TEXTAUSZUG —
╔══
⑤Es ist richtig, dass nirgends außer in Europa Rezession im Anmarsch ist. Die USA dürften aber mit 1,5 Prozent BIP-Zuwachs deutlich unter dem langfristigen Schnitt liegen und auch in China und anderen Schwellenländern nimmt die Konjunktur-Dynamik ab. Doch das hat auch seine guten Seiten. Die Inflation wird 2012 generell zurückkommen, in China, Russland oder Brasilien ist dies schon bemerkbar, und damit wird die restriktive Geldpolitik der Schwellenländer schrittweise abgebaut. Mehr Liquidität und tiefere Zinsen erhöhen damit die Attraktivität der Emerging Markets, weshalb sowohl deren Aktien wie Lokalwährungsanleihen wieder Potenzial haben. Hierzu eignen sich am besten Investmentfonds zwecks Risiko- und Ertragsdiversifizierung.
Monika Rosen, Chefanalystin Private Banking/Stefan Bruckbauer, Chefökonom der Bank Austria-UniCredit
①Das Krisenjahr 2008 war sicher eine Ausnahmesituation, die Lehman-Pleite hat die Märkte schwer verunsichert. 2011 war sehr turbulent, aber keinesfalls so dramatisch wie 2008. Insofern gehen wir absolut nicht davon aus, dass sich ein Szenario wie 2008 wiederholt. Im Gegenteil, wenn die Eurozone die Schuldenkrise in den Griff bekommt, gibt es Chancen auf ein gutes Börsenjahr. Immerhin waren Aktien im Vorjahr arg gebeutelt, die Fundamentaldaten sind aber nicht schlecht, hier herrscht Nachholbedarf.
②Die Finanzkrise hat das Risikobewusstsein der Anleger erhöht, und auch das Bedürfnis nach Kapitalerhalt ist deutlich gestiegen. Dafür nehmen die Anleger deutlich niedrigere Renditen in Kauf, so z. B. deutsche Bundesanleihen, die bei unter zwei Prozent rentieren und doch massiv auf Nachfrage stoßen. Insofern erfüllen die Staatsanleihen der Kernländer derzeit das Bedürfnis der Anleger nach Sicherheit am stärksten.
③Keine Angaben.
④Nein, die Eurozone zerfällt nicht – die Politik hat weiterhin genügend Möglichkeiten, dies zu verhindern und ökonomisch gibt es auch keinen Grund hierfür. Trotzdem ist noch einiges zu tun und natürlich besteht ein Restrisiko, dass die Politik diese Aufgaben nicht bewältigt. Was dann passiert, ist eine Frage der politischen Entscheidung.
╚══
VORLIEGENDES MATERIAL —
╔══
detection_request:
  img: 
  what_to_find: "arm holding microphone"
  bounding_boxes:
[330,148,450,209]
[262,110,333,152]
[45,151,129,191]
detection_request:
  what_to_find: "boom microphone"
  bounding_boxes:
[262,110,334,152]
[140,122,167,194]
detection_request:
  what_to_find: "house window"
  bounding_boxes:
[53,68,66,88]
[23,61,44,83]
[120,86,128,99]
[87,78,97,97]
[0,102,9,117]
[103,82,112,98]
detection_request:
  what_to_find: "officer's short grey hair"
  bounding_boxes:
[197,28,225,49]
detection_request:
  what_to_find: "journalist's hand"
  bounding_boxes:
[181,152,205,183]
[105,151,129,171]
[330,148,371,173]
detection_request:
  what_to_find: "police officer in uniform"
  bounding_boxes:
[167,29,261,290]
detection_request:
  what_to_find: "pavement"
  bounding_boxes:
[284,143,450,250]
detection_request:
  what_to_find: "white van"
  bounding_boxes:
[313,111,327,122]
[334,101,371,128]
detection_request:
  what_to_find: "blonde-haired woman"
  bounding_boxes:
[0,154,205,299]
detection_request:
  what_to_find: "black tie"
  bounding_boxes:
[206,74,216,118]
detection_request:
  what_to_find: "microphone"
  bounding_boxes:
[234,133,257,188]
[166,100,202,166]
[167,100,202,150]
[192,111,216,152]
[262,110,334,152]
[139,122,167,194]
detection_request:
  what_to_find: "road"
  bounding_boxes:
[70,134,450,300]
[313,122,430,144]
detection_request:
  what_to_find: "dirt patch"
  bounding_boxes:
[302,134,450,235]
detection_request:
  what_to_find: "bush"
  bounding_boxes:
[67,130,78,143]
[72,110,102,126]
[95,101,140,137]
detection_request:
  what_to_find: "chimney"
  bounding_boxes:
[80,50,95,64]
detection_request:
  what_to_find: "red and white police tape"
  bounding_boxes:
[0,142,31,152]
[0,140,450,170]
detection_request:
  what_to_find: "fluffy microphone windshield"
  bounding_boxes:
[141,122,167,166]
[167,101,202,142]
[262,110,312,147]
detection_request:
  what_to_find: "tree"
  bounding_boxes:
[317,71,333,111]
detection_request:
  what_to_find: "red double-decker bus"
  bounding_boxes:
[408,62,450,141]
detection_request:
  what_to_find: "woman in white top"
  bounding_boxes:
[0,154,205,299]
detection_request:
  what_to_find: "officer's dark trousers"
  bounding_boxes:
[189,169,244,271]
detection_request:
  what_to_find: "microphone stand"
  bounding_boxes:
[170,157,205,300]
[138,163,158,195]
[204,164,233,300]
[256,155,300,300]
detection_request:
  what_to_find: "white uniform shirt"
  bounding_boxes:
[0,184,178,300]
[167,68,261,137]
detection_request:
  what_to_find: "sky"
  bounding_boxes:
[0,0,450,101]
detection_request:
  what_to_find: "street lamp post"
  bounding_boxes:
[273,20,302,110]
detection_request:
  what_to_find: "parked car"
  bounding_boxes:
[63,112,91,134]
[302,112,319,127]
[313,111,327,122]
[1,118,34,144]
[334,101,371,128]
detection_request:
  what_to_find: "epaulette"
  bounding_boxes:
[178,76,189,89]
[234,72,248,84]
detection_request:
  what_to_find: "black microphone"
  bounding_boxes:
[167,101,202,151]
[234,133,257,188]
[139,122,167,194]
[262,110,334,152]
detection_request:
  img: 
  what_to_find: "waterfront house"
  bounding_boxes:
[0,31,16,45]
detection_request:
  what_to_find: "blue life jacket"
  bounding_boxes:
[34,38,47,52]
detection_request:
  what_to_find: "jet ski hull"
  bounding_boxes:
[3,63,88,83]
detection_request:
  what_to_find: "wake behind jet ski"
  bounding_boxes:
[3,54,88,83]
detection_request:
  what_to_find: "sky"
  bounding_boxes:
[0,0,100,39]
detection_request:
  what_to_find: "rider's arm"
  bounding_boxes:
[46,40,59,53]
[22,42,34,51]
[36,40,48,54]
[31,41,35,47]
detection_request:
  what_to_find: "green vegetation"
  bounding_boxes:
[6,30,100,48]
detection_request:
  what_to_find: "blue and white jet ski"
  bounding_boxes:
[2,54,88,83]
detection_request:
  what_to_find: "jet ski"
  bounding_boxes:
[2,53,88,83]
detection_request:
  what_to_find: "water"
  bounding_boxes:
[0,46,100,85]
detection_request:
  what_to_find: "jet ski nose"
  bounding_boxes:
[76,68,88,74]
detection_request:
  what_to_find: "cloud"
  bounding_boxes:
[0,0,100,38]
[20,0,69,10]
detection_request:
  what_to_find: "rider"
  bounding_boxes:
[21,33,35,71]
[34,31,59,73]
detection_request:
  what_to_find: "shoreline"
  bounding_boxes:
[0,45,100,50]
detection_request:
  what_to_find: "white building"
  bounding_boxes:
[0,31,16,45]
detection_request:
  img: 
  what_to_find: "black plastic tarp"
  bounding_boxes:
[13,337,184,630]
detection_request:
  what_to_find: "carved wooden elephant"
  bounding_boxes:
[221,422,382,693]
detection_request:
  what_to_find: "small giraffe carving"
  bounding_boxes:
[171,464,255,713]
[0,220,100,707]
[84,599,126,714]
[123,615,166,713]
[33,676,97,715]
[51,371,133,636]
╚══
AUFGABENSTELLUNG —
Erkläre anhand des Textauszugs in ein bis drei Sätzen, weshalb Aktien und Lokalwährungsanleihen der Schwellenländer wieder Potenzial haben.

ANTWORT ZUR AUFGABE —
Die Inflation geht 2012 generell zurück, in China, Russland oder Brasilien ist das schon bemerkbar. Deshalb bauen die Schwellenländer ihre restriktive Geldpolitik schrittweise ab. Mehr Liquidität und tiefere Zinsen erhöhen so die Attraktivität der Emerging Markets.